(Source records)
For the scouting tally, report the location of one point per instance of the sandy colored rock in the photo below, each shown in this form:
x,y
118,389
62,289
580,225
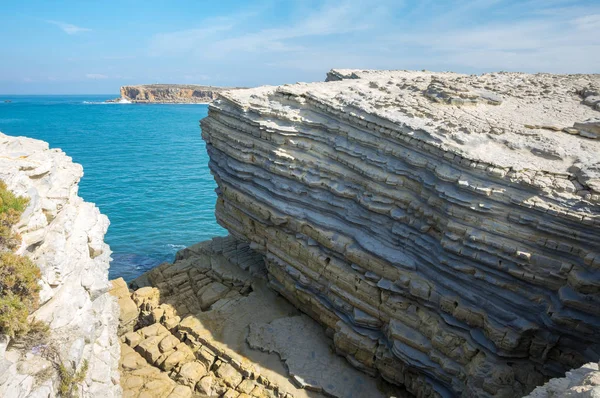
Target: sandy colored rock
x,y
207,350
444,228
170,93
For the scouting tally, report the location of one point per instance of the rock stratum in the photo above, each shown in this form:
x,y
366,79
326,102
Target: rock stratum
x,y
170,93
208,325
64,236
444,228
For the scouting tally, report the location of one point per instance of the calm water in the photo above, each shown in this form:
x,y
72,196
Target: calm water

• **TO BE DONE**:
Copy every line of the records above verbatim, leaving out the pictures.

• **THE RESULT**:
For the scouting tally, report the location of one point per instance of the sandy colored rock in the photo below, each shown in this form:
x,y
118,389
62,289
580,225
Target: sandy colored rock
x,y
207,350
444,228
170,93
For the scouting tally, report the location of one point per instance of the rock stratum in the photo above, each shown in this form:
x,y
366,79
326,102
Target: rock stratum
x,y
170,93
208,325
64,236
444,228
For the scouting tally, report the location of one point per instance of the calm water in the photo above, each shown in this form:
x,y
72,196
Target: calm water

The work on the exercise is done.